___ Kutipan Sumber

Dalam dunia modern, sebagian masyarakat meng-kemas silaturahmi dengan pertemuan sebulan sekali, mereka mengikatanya dengan Istighosahan, Tahlilan, serta, Arisan serta Majlis ta’lim. Semua dilakukan agar seduluran tetap terjalin (ukhwah), dengan kata lain tidak kepaten obor. Nyambung seduluran atau silaturahmi tidak hanya dilakukan sebulan sekali, akan tetapi ada yang bersifat tahunan yang dikenal dengan Halal bihalal” atau saling meng-halalkan satu dengan lainya, jika ada perkataan, tindakan, atau materi yang kurang berkenan, baik sengaja tau tidak disengaja.

Istilah halal bihalal ini sudah tidak asing lagi bagi kita. Namun, lebih tepatnya kita bisa menggunakan istilah ’’istihlal’ yang artinya meminta untuk dihalalkan. Istilah ini mulai dipopulerkan oleh santri-santri Makkah, lulusan Abuya Sayyid Muhammad Alawi al-Maliki. Walaupun tidak dipungkiri, sebagian orang sudah memahami makna yang terkandung dalam halal bihal tersebut.

Tradisi Halal Bi Halal (istihlal) atau silaturahmi tahunan ini dipopulerkan oleh Bung Karno pada tahun 1946, dirayakan di kota Gudeg Jokjakarta. Saat ini, hampir semua intansi pemerintah atau swasta selalu meng-gunkan tradis ini. Bahkan, tradis ini tidak hanya digunakan oleh orang muslim selaku orang yang melaksanakan puasa sebulan penuh. Tetapi, orang-orang non muslim juga ikut serta merayakan, sebagai bentuk toleransi. Pencetus ide perayaan Halal bihalal (Bung Karno) yang bernuansa silaturahmi, senantiasa memperoleh pahala sunnah Nabi sebagaimana pesan Nabi Saw dalam hadisnya: ”

______

_Tantangan_.
(a) Salin persis bagian dari teks tentang halal bihalal, mulai dari "Istilah halal bihalal" dan terus sampai "halal bihal tersebut.".
(b) Sesuai atau tidak dengan teks tentang halal bihalal: (i) Tradisi halal bihalal dipopulerkan oleh Bung Karno pada tahun 1946; (ii) Istilah istihlal mulai dipopulerkan oleh santri-santri Madinah; (iii) Hanya orang muslim yang ikut merayakan halal bihalal. Jawab ya atau tidak untuk masing-masing, disertai kata-kata dari teks yang menentukannya.

___ Baris Kumpulan Data

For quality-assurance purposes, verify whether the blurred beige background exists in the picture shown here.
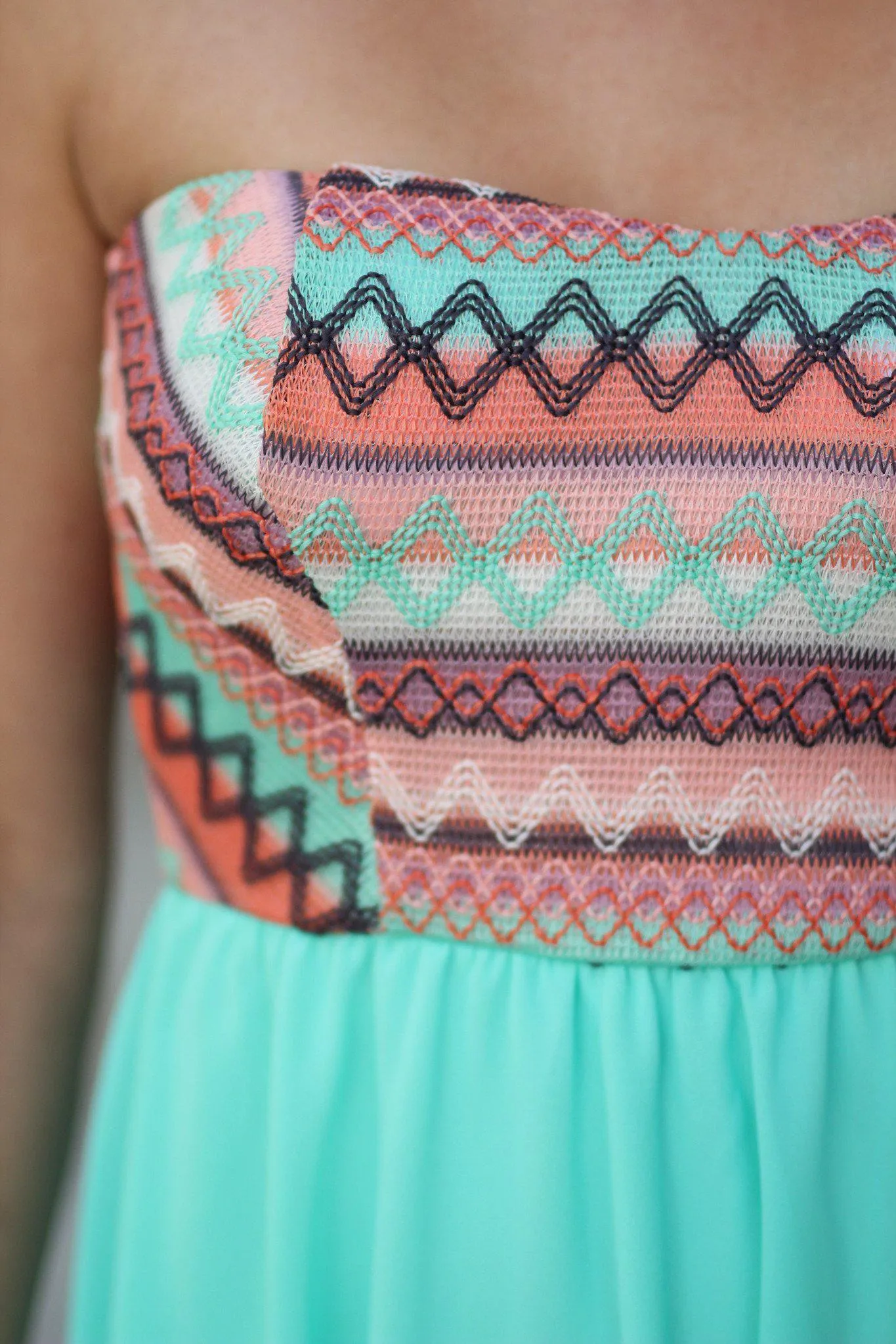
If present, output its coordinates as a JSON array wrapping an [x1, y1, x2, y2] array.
[[27, 700, 158, 1344]]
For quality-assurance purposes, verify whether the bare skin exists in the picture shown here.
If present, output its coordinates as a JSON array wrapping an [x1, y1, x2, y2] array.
[[0, 0, 896, 1344]]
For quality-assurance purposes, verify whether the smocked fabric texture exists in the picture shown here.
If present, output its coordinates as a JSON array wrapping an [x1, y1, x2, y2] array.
[[102, 168, 896, 964], [71, 168, 896, 1344]]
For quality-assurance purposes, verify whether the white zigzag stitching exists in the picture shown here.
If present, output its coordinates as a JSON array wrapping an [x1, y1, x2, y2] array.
[[96, 352, 357, 699], [370, 752, 896, 860]]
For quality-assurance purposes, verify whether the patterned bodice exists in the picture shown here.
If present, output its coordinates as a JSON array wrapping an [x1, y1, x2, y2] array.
[[100, 168, 896, 964]]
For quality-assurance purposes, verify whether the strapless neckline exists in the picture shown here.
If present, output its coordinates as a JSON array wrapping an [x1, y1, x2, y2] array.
[[122, 162, 896, 254]]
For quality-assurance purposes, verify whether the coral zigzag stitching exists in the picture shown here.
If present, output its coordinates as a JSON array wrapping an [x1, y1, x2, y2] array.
[[380, 848, 896, 959], [113, 226, 309, 586], [157, 172, 278, 430], [311, 169, 896, 276], [354, 659, 896, 746], [291, 490, 896, 634], [118, 519, 368, 805], [274, 273, 896, 421], [370, 751, 896, 860], [122, 616, 376, 933]]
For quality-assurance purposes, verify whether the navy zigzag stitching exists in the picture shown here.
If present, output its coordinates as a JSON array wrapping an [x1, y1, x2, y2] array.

______

_Jawaban Latihan Ini_.
(a)
Istilah halal bihalal ini sudah tidak asing lagi bagi kita. Namun, lebih tepatnya kita bisa menggunakan istilah ’’istihlal’ yang artinya meminta untuk dihalalkan. Istilah ini mulai dipopulerkan oleh santri-santri Makkah, lulusan Abuya Sayyid Muhammad Alawi al-Maliki. Walaupun tidak dipungkiri, sebagian orang sudah memahami makna yang terkandung dalam halal bihal tersebut.

(b)
(i) Ya: "dipopulerkan oleh Bung Karno pada tahun 1946"
(ii) Tidak: "Istilah ini mulai dipopulerkan oleh santri-santri Makkah"
(iii) Tidak: "orang-orang non muslim juga ikut serta merayakan"